__TAREA PLANTEADA__
¿Puedes expresar todos los registros como una tabla Markdown con las columnas «Núm» y «Línea», donde cada fila lleve el número de la línea y su texto, sin incluir las líneas en blanco?

__REGISTROS PROPORCIONADOS__
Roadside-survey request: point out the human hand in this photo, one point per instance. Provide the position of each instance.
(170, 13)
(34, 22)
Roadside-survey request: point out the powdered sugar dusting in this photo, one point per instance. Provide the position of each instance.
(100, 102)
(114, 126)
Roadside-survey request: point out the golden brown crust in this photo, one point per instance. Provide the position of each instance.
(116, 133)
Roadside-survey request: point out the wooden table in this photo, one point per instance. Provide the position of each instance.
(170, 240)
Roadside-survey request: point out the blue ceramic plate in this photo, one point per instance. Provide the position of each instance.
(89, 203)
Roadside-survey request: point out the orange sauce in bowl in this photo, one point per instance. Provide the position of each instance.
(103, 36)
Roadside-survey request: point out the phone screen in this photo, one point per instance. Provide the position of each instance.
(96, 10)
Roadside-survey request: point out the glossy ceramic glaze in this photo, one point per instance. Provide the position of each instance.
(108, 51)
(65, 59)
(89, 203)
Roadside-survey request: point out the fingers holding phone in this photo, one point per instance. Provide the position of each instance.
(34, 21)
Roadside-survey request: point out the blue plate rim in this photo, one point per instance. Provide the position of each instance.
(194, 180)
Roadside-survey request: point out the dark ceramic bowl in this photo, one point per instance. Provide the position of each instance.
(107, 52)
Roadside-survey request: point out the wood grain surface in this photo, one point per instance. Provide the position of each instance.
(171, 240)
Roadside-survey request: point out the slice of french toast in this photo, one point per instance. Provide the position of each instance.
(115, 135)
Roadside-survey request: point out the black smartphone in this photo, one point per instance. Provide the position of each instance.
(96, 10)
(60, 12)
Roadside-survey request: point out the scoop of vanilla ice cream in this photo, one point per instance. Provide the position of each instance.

__RESPUESTA CORRECTA__
| Núm | Línea |
|---|---|
| 1 | Roadside-survey request: point out the human hand in this photo, one point per instance. Provide the position of each instance. |
| 2 | (170, 13) |
| 3 | (34, 22) |
| 4 | Roadside-survey request: point out the powdered sugar dusting in this photo, one point per instance. Provide the position of each instance. |
| 5 | (100, 102) |
| 6 | (114, 126) |
| 7 | Roadside-survey request: point out the golden brown crust in this photo, one point per instance. Provide the position of each instance. |
| 8 | (116, 133) |
| 9 | Roadside-survey request: point out the wooden table in this photo, one point per instance. Provide the position of each instance. |
| 10 | (170, 240) |
| 11 | Roadside-survey request: point out the blue ceramic plate in this photo, one point per instance. Provide the position of each instance. |
| 12 | (89, 203) |
| 13 | Roadside-survey request: point out the orange sauce in bowl in this photo, one point per instance. Provide the position of each instance. |
| 14 | (103, 36) |
| 15 | Roadside-survey request: point out the phone screen in this photo, one point per instance. Provide the position of each instance. |
| 16 | (96, 10) |
| 17 | Roadside-survey request: point out the glossy ceramic glaze in this photo, one point per instance. Provide the position of each instance. |
| 18 | (108, 51) |
| 19 | (65, 59) |
| 20 | (89, 203) |
| 21 | Roadside-survey request: point out the fingers holding phone in this photo, one point per instance. Provide the position of each instance. |
| 22 | (34, 21) |
| 23 | Roadside-survey request: point out the blue plate rim in this photo, one point per instance. Provide the position of each instance. |
| 24 | (194, 180) |
| 25 | Roadside-survey request: point out the dark ceramic bowl in this photo, one point per instance. Provide the position of each instance. |
| 26 | (107, 52) |
| 27 | Roadside-survey request: point out the wood grain surface in this photo, one point per instance. Provide the position of each instance. |
| 28 | (171, 240) |
| 29 | Roadside-survey request: point out the slice of french toast in this photo, one point per instance. Provide the position of each instance. |
| 30 | (115, 135) |
| 31 | Roadside-survey request: point out the black smartphone in this photo, one point per instance. Provide the position of each instance. |
| 32 | (96, 10) |
| 33 | (60, 12) |
| 34 | Roadside-survey request: point out the scoop of vanilla ice cream in this photo, one point per instance. Provide the position of each instance. |